Gavrilo Princep (1894 – 1918) was a Serb born and raised in Bosnia-Herzegovina, then a territory ruled by the Austro-Hungarian Empire. As a teenager, he was radicalized by Serbian nationalists who called for a country unifying all southern Slavs (“Yugoslavia”), and joined an organization dedicated to freeing all Slavs from Austria-Hungary’s control.

Violent activism got him expelled from school in 1912 – he put on brass knuckles, and threatened fellow students who were lukewarm about joining him in a demonstration against Austria-Hungary. After the expulsion, he walked 170 miles to the Serbian capital, Belgrade, joined guerrillas who raided across the border into Austro-Hungarian territory, and was soon recruited by Black Hand terrorists.

The Black Hand trained, armed, and equipped Princep and a team of fellow terrorists, and sent them to assassinate Austria’s Archduke in June of 1914. Princep fired the fatal shots, then swallowed a cyanide pill immediately after. However, it had expired, and he was captured. In his subsequent trial, he declared: “I am a Yugoslav nationalist, aiming for the unification of all Yugoslavs, and I do not care what form of state, but it must be freed from Austria“.

> **Stated problem A**: Please repeat the passage on Gavrilo Princep word for word, from "Gavrilo Princep (1894" to "Black Hand terrorists.".
> **Stated problem B**:
Answer these questions using the passage on Gavrilo Princep:
(i) After his expulsion, how far did Princep walk, and to which city?
(ii) In what month and year was Princep's team sent to assassinate the Archduke?
(iii) Why did the cyanide pill Princep swallowed fail to work?
> **Stated problem C**: Resume the passage on Gavrilo Princep, picking up right after its final sentence.

> **Stored data**:
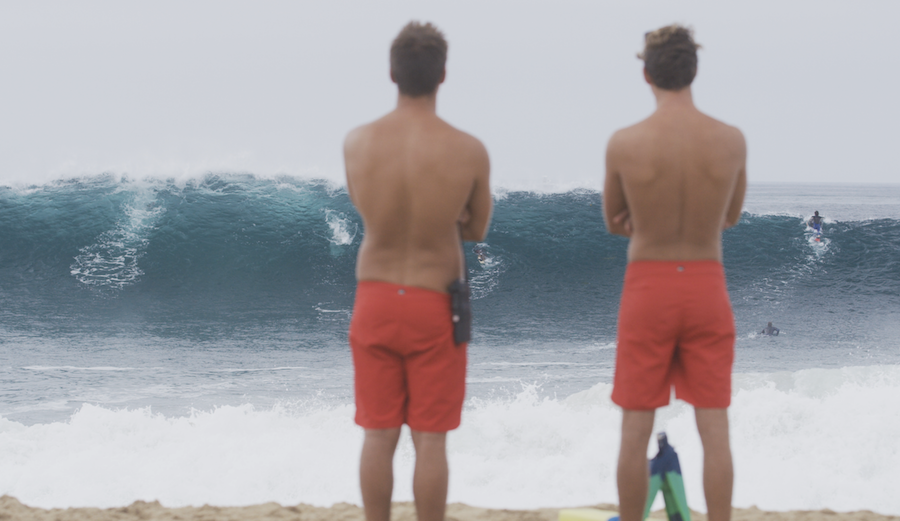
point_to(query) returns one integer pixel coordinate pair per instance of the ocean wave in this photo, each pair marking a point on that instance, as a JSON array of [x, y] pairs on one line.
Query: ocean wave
[[808, 439]]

> **Exercise response A**:
Gavrilo Princep (1894 – 1918) was a Serb born and raised in Bosnia-Herzegovina, then a territory ruled by the Austro-Hungarian Empire. As a teenager, he was radicalized by Serbian nationalists who called for a country unifying all southern Slavs (“Yugoslavia”), and joined an organization dedicated to freeing all Slavs from Austria-Hungary’s control.

Violent activism got him expelled from school in 1912 – he put on brass knuckles, and threatened fellow students who were lukewarm about joining him in a demonstration against Austria-Hungary. After the expulsion, he walked 170 miles to the Serbian capital, Belgrade, joined guerrillas who raided across the border into Austro-Hungarian territory, and was soon recruited by Black Hand terrorists.

> **Exercise response B**:
(i) He walked 170 miles to Belgrade, the Serbian capital.
(ii) June of 1914.
(iii) It had expired.

> **Exercise response C**:
He was convicted, but he was only nineteen years old at the time – twenty seven days short of the twenty year old minimum age under Austro-Hungarian law for the death penalty. So he received the maximum sentence of 20 years’ imprisonment. He contracted tuberculosis in prison, and died of consumption on April 28th, 1918, three years and ten months after sparking the war.

16 Forgotten or Lesser Known WWI Facts
The Schlieffen Plan as intended, before it was derailed by the needless withdrawal of troops. Quora

The War’s First Major Battle on the Western Front Was its Most Important One

Germany almost won WWI in the first month of hostilities. The only reason it did not was because Germany’s chief of the general staff, Moltke the Younger, panicked in the first two weeks of fighting, and needlessly withdrew troops from the Western Front to reinforce the Eastern Front. If not for that, WWI would likely have been decided in Germany’s favor.

Germany planned to knock out France before her ally, Russia, fully mobilized. To that end, the Germans relied on the Schlieffen Plan, which envisioned a wheeling advance through Belgium and northern France in the shape of a sickle. The sickle’s tip would advance to the west of Paris, then swing back inwards and eastwards to bag the French armies in a giant sack.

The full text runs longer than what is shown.